> _ВАША ЗАДАЧА_: Верните без изменений строки, начиная со строки, где есть «For compliance review, please locate the sky», и заканчивая строкой, где есть «[198,121,420,256]», включая обе.

> _ИСХОДНЫЕ СТРОКИ_:

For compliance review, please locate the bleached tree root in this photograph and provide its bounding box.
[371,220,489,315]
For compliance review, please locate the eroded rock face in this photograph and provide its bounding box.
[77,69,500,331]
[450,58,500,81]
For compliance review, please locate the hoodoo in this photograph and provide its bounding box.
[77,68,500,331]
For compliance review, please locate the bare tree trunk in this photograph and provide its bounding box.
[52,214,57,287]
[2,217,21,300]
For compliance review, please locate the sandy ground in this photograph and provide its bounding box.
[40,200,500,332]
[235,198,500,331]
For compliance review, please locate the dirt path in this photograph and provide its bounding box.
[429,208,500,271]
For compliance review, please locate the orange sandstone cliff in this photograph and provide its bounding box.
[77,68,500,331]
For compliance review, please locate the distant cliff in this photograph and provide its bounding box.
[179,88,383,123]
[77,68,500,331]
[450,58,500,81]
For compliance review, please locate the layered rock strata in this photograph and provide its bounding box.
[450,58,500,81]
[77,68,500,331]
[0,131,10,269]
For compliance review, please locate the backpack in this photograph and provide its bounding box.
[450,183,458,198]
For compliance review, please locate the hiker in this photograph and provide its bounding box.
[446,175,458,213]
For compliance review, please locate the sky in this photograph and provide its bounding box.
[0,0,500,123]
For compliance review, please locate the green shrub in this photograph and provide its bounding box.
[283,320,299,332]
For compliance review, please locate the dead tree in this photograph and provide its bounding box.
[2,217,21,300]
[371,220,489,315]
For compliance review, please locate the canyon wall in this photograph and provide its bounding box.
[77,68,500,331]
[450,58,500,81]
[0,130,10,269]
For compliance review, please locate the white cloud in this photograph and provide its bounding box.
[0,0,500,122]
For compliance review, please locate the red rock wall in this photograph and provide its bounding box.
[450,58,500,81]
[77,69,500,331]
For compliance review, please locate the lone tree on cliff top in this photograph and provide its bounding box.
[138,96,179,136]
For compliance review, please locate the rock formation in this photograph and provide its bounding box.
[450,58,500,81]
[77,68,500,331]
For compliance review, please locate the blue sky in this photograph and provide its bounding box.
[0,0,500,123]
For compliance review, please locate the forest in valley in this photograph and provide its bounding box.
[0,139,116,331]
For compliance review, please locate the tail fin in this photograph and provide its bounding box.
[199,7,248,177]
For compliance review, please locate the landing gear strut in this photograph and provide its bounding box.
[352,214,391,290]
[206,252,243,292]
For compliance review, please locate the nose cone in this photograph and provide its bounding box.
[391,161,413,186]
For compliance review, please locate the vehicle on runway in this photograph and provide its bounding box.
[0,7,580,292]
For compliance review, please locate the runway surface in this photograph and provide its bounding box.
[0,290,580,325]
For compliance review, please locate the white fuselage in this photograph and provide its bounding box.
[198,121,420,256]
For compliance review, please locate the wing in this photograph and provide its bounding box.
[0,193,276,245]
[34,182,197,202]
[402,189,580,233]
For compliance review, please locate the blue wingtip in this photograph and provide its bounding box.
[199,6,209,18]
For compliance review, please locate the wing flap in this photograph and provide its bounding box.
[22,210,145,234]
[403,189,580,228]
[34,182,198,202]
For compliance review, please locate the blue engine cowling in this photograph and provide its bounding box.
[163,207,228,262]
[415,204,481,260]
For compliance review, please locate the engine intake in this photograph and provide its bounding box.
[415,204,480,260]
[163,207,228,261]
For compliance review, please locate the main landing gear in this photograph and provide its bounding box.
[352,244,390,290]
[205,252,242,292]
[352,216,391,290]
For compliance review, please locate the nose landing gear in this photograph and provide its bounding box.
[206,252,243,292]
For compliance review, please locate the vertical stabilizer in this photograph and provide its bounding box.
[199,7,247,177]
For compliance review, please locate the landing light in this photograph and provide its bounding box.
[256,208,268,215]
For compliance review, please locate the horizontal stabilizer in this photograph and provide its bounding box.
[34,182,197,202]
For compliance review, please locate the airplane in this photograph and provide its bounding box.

> _ОТВЕТ НА ЗАДАНИЕ_:
For compliance review, please locate the sky in this photograph and provide its bounding box.
[0,0,500,123]
For compliance review, please locate the green shrub in this photograph and provide its bounding box.
[283,320,299,332]
For compliance review, please locate the dead tree in this photograph and provide its bounding box.
[2,217,21,300]
[371,220,489,315]
For compliance review, please locate the canyon wall in this photograph and provide its bounding box.
[77,68,500,331]
[450,58,500,81]
[0,130,10,269]
For compliance review, please locate the white cloud in this photograph and provide its bounding box.
[0,0,500,122]
For compliance review, please locate the red rock wall in this photograph and provide its bounding box.
[450,58,500,81]
[77,69,500,331]
For compliance review, please locate the lone tree on cliff top in this photograph and provide its bounding box.
[138,96,179,136]
For compliance review, please locate the rock formation in this photograph and provide its bounding box.
[450,58,500,81]
[77,68,500,331]
For compliance review, please locate the blue sky in this photograph and provide its bounding box.
[0,0,500,123]
For compliance review, please locate the forest in valley in this photograph and provide its bounding box.
[0,139,116,331]
For compliance review, please locate the tail fin in this photograph and provide its bounding box.
[199,7,248,177]
For compliance review, please locate the landing gear strut in this photograph and provide its bounding box.
[352,214,391,290]
[206,252,243,292]
For compliance review, please locate the nose cone in this photograph and provide its bounding box.
[391,161,413,186]
For compliance review, please locate the vehicle on runway in this photograph and provide its bounding box.
[0,7,580,292]
For compliance review, please locate the runway surface in this photograph and provide its bounding box.
[0,290,580,325]
For compliance review, please locate the white fuselage in this photograph and provide its bounding box.
[198,121,420,256]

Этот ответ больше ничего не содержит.